---------- Records to process

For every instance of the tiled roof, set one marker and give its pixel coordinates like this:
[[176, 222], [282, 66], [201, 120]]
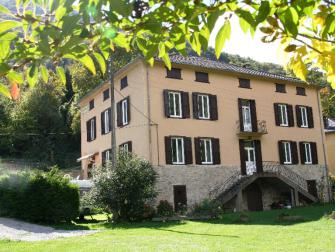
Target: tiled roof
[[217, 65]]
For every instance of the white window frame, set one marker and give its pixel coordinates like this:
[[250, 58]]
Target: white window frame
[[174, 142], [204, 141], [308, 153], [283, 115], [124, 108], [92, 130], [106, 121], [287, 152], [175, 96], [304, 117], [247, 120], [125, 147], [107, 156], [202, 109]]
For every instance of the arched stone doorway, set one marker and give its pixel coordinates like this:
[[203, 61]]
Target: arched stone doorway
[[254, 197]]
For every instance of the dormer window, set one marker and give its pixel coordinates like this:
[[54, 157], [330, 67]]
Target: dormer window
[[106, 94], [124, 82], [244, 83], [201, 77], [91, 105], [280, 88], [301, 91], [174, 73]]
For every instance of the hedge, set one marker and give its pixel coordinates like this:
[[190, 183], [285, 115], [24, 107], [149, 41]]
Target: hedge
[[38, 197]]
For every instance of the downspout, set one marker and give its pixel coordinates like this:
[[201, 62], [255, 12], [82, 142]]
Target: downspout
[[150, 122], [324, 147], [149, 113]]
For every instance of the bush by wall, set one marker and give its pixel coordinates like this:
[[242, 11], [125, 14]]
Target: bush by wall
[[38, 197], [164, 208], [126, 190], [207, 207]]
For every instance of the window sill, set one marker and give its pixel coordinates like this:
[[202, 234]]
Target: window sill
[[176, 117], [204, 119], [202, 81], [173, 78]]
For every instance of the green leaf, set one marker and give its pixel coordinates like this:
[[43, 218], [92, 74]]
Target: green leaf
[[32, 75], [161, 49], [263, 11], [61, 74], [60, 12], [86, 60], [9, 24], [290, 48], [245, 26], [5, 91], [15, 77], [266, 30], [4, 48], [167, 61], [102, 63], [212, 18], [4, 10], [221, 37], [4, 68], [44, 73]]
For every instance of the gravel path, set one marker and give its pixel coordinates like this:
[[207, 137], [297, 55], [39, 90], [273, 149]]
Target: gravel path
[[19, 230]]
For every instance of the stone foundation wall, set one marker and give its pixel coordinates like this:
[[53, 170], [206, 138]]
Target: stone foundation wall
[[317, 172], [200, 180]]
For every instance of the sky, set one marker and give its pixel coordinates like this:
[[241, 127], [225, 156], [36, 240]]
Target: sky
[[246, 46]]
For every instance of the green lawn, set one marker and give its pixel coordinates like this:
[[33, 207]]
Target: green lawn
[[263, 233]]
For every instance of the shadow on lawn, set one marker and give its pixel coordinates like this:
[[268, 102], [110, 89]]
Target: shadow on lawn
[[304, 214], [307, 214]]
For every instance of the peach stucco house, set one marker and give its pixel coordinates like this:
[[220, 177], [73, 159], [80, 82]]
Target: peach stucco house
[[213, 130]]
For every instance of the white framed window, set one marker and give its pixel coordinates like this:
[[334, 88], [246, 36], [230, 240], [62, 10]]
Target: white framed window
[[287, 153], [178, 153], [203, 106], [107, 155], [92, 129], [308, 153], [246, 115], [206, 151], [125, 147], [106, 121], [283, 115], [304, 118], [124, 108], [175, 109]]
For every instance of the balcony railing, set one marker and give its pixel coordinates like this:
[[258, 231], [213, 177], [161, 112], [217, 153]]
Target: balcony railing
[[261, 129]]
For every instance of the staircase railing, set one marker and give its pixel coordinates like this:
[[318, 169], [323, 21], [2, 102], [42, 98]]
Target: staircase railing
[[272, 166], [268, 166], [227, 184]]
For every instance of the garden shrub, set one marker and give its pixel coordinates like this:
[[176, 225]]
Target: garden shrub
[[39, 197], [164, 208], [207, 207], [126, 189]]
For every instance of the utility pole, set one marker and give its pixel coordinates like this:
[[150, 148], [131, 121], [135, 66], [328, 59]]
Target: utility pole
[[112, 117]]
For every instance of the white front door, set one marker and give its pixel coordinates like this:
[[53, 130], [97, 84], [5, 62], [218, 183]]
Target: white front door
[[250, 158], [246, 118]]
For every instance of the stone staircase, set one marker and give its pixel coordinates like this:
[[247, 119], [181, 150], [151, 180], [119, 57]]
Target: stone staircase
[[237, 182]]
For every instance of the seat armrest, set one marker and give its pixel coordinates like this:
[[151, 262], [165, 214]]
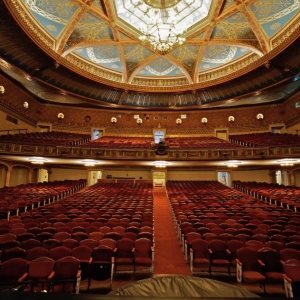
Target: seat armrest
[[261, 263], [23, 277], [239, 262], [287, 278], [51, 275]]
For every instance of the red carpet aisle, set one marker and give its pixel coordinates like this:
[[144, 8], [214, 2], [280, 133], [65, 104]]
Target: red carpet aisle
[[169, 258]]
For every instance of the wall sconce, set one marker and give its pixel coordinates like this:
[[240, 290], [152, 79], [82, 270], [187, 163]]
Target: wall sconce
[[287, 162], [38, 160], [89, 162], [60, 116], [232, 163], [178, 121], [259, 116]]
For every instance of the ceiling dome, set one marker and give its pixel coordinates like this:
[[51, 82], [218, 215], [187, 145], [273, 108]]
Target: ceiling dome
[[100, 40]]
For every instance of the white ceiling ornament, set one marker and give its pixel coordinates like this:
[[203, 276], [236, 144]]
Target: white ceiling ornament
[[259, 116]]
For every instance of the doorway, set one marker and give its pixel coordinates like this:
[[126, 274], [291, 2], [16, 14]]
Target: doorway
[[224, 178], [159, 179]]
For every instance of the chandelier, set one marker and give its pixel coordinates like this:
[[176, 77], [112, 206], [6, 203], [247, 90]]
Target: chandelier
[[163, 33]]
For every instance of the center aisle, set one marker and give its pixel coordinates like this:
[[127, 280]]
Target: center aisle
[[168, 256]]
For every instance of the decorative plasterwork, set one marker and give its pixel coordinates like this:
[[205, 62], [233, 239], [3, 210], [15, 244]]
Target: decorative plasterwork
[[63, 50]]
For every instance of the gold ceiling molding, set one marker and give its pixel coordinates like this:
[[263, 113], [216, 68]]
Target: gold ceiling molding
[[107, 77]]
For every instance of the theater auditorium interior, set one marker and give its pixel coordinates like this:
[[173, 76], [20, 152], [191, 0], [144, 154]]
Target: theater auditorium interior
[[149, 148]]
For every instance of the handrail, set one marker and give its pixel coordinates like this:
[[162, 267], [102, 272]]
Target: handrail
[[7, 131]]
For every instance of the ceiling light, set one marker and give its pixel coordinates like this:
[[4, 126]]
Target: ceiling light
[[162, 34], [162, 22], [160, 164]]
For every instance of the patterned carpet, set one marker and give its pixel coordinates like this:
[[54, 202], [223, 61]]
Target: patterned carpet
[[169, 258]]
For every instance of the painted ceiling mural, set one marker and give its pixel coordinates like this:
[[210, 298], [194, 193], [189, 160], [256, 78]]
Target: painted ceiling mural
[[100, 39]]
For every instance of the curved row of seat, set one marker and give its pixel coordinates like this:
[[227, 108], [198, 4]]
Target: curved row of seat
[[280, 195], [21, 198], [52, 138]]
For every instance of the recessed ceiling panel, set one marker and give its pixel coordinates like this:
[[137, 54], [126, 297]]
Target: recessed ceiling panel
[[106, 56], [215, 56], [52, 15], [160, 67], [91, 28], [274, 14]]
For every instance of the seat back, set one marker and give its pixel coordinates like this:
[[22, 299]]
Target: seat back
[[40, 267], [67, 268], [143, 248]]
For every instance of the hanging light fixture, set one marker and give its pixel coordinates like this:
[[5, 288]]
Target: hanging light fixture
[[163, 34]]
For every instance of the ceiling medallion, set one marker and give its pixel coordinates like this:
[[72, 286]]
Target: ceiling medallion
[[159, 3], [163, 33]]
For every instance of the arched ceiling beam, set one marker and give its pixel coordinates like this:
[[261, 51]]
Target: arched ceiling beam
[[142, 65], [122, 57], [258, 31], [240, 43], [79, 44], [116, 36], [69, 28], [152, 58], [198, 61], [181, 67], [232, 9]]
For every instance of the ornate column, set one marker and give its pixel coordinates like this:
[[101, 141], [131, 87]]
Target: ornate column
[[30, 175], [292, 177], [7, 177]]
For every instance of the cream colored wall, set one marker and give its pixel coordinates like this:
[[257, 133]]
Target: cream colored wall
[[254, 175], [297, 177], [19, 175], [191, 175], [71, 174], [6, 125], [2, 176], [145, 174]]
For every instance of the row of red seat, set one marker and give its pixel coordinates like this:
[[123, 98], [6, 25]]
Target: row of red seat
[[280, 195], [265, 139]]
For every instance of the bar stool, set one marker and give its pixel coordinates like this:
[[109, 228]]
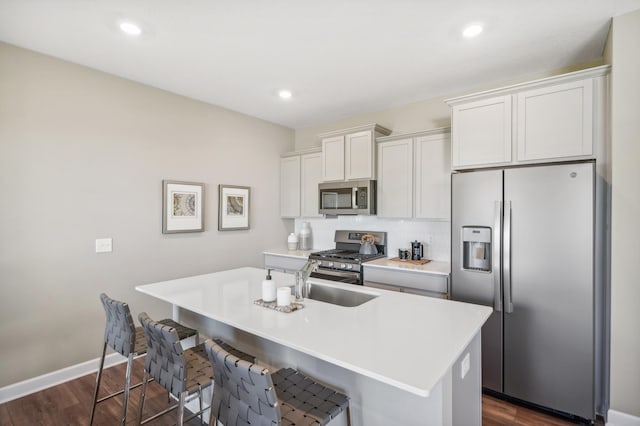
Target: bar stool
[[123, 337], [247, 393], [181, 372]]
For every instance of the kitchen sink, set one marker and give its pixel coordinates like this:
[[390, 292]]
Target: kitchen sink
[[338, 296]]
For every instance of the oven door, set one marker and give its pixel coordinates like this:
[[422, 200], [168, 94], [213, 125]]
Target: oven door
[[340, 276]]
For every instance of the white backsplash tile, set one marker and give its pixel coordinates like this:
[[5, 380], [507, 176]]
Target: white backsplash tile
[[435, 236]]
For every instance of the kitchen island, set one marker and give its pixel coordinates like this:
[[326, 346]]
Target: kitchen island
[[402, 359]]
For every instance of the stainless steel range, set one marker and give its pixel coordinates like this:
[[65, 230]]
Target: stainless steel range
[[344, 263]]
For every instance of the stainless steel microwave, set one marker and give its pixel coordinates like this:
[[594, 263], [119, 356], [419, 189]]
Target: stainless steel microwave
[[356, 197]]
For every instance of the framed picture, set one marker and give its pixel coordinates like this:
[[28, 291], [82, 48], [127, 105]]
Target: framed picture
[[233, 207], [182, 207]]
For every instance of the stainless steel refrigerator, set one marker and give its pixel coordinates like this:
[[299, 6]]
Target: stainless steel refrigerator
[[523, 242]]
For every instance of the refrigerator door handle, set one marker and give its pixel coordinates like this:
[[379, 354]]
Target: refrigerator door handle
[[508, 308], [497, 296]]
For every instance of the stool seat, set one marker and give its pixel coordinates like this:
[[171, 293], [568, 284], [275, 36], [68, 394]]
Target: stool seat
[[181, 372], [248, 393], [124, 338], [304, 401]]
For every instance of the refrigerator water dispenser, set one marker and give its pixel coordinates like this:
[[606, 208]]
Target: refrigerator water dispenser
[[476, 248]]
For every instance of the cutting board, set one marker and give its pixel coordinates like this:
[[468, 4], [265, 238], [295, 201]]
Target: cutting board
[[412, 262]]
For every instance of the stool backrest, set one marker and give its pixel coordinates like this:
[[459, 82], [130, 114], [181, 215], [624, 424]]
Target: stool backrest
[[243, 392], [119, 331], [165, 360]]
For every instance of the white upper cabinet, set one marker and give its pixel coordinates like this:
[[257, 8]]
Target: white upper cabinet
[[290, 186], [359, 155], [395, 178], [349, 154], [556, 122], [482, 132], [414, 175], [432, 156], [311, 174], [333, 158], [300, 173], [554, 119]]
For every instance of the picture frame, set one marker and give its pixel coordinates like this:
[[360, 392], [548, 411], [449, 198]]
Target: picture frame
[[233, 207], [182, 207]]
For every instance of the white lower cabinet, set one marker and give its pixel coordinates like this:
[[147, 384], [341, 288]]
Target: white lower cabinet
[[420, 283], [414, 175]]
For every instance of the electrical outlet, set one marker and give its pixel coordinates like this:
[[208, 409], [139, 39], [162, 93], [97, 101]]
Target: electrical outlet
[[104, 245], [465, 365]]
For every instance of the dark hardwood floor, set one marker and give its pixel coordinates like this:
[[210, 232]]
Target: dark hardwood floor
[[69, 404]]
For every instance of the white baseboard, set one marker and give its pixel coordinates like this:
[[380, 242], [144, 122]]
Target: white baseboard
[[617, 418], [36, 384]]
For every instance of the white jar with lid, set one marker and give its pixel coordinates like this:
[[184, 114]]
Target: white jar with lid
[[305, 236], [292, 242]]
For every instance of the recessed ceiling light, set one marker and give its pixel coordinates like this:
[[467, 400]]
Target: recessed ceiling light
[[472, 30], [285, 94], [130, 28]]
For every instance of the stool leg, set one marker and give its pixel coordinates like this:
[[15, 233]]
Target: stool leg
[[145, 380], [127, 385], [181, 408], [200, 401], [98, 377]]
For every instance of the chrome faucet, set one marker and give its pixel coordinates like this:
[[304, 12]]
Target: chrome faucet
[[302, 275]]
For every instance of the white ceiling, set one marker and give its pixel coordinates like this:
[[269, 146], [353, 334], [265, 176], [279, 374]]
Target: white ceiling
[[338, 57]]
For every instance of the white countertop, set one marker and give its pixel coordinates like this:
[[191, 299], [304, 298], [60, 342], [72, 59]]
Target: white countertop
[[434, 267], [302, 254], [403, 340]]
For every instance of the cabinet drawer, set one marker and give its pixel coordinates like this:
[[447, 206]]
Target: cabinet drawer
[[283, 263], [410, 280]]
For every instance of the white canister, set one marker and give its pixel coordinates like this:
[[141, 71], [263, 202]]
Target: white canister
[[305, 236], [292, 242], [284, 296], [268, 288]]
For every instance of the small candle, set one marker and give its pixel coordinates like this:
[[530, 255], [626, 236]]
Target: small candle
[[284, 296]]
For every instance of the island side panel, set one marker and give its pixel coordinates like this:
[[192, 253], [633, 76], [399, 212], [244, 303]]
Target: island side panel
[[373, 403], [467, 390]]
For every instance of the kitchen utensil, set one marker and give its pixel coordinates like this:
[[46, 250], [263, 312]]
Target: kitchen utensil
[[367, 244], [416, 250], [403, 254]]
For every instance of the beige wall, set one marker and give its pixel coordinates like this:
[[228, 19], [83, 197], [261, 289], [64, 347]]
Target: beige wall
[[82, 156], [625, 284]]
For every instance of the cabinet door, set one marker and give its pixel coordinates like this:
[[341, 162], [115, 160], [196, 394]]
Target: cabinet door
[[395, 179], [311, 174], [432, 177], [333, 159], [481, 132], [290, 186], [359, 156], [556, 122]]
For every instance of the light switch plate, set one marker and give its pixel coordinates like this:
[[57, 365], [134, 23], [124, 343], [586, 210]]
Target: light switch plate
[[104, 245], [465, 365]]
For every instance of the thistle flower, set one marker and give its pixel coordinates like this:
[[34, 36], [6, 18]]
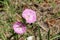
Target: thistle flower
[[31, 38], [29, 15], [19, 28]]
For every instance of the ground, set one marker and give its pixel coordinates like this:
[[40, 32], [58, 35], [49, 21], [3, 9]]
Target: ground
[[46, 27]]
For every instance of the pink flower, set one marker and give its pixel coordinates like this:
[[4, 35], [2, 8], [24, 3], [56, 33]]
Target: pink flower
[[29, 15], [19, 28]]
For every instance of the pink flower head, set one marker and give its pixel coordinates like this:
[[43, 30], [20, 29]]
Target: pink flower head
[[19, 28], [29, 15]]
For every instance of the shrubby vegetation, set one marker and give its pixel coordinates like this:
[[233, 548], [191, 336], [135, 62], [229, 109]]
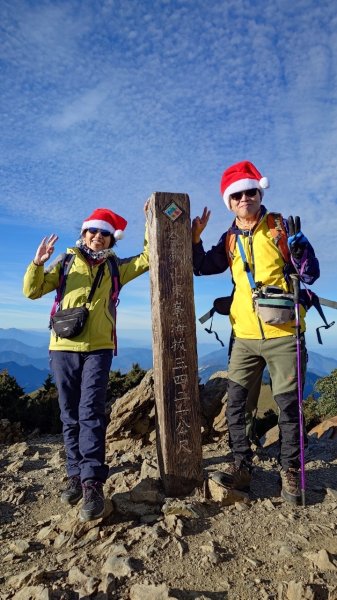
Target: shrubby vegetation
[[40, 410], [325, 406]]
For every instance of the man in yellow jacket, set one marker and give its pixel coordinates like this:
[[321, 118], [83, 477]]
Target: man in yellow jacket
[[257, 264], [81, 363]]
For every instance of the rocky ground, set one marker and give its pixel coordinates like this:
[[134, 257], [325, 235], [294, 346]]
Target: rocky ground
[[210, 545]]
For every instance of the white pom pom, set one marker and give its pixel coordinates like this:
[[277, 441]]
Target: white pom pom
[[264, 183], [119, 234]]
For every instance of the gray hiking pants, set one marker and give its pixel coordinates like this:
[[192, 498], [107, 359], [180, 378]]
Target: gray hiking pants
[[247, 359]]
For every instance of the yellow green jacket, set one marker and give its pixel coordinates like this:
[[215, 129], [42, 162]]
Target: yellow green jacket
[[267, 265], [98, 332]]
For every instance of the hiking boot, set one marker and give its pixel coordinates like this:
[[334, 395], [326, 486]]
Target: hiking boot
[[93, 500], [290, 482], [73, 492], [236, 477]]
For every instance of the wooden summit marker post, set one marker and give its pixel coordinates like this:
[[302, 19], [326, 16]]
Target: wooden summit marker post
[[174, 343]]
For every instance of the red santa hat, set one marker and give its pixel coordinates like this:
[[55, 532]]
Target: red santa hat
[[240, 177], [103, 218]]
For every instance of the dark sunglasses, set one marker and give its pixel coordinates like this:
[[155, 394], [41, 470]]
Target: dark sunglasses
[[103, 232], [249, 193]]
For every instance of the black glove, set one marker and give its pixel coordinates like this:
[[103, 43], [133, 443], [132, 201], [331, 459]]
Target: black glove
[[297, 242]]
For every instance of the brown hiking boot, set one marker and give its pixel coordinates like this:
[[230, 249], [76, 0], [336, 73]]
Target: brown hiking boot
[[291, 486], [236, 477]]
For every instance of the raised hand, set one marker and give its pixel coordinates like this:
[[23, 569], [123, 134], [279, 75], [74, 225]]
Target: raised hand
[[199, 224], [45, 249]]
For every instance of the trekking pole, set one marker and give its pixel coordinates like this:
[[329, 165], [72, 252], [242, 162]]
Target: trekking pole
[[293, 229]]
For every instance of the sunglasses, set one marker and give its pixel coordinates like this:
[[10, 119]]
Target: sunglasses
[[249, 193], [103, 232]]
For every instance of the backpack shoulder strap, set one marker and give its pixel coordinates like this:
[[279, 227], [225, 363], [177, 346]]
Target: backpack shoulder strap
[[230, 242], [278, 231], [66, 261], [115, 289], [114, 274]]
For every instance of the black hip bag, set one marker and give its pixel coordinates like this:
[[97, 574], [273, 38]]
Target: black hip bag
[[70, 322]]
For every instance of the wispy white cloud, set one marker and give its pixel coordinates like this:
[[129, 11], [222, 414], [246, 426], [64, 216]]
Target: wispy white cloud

--------------------

**Requirement:** Rewrite the lines from the one containing "For every instance of the green leaf, set" through the one containing "[[272, 166], [268, 166], [227, 184]]", replacing "set one marker" with "place a single marker" and leaving all else unchanged. Return only those lines.

**Result:**
For every instance of the green leaf, place a single marker and give its pixel coordinates like this:
[[43, 218], [92, 74]]
Target: green leaf
[[32, 75], [161, 49], [263, 11], [61, 74], [60, 12], [86, 60], [9, 24], [290, 48], [245, 26], [5, 91], [15, 77], [266, 30], [4, 48], [167, 61], [102, 63], [212, 18], [4, 10], [221, 37], [4, 68], [44, 73]]
For every instance of the gravel path, place a single marker and give its pixel coordinates like this:
[[207, 137], [297, 55], [39, 90], [273, 149]]
Target: gravel path
[[19, 230]]
For every instance of the stone foundation wall, place a single marker and give its pixel coordinates like this:
[[53, 170], [206, 138]]
Target: stone foundation wall
[[317, 172], [200, 180]]
For every instance of the sky, place a single marker and give its pixel coordinates like this:
[[241, 127], [225, 156], [36, 240]]
Target: sky
[[246, 46]]
For every instance of the green lawn, place a single marker and give its pixel coordinates like this:
[[33, 207]]
Target: green lawn
[[263, 233]]
For every instance of the shadow on lawn, place a single marker and give its pixel coordinates like this:
[[268, 102], [110, 89]]
Target: shadow on lawn
[[304, 214], [307, 214]]
For every instance of the peach stucco house, place a single marker and give its pixel coordinates like this:
[[220, 177], [73, 159], [80, 82]]
Target: peach stucco house
[[213, 130]]
For every instance of the white framed window, place a single marker and give its pixel coordinates like this:
[[334, 88], [246, 36], [230, 240], [62, 10]]
Target: white framed window
[[287, 153], [178, 153], [203, 106], [107, 155], [92, 129], [308, 153], [246, 115], [206, 151], [125, 147], [106, 121], [283, 115], [304, 118], [124, 108], [175, 109]]
For every instance of the balcony railing, place a single marker and give its pixel coordinates like this:
[[258, 231], [213, 177], [161, 112], [217, 153]]
Target: balcony railing
[[261, 129]]
For every instance of the staircase railing, place a single marker and give its pixel coordinates like this:
[[318, 169], [323, 21], [2, 102], [42, 98]]
Target: staircase railing
[[272, 166], [268, 166], [227, 184]]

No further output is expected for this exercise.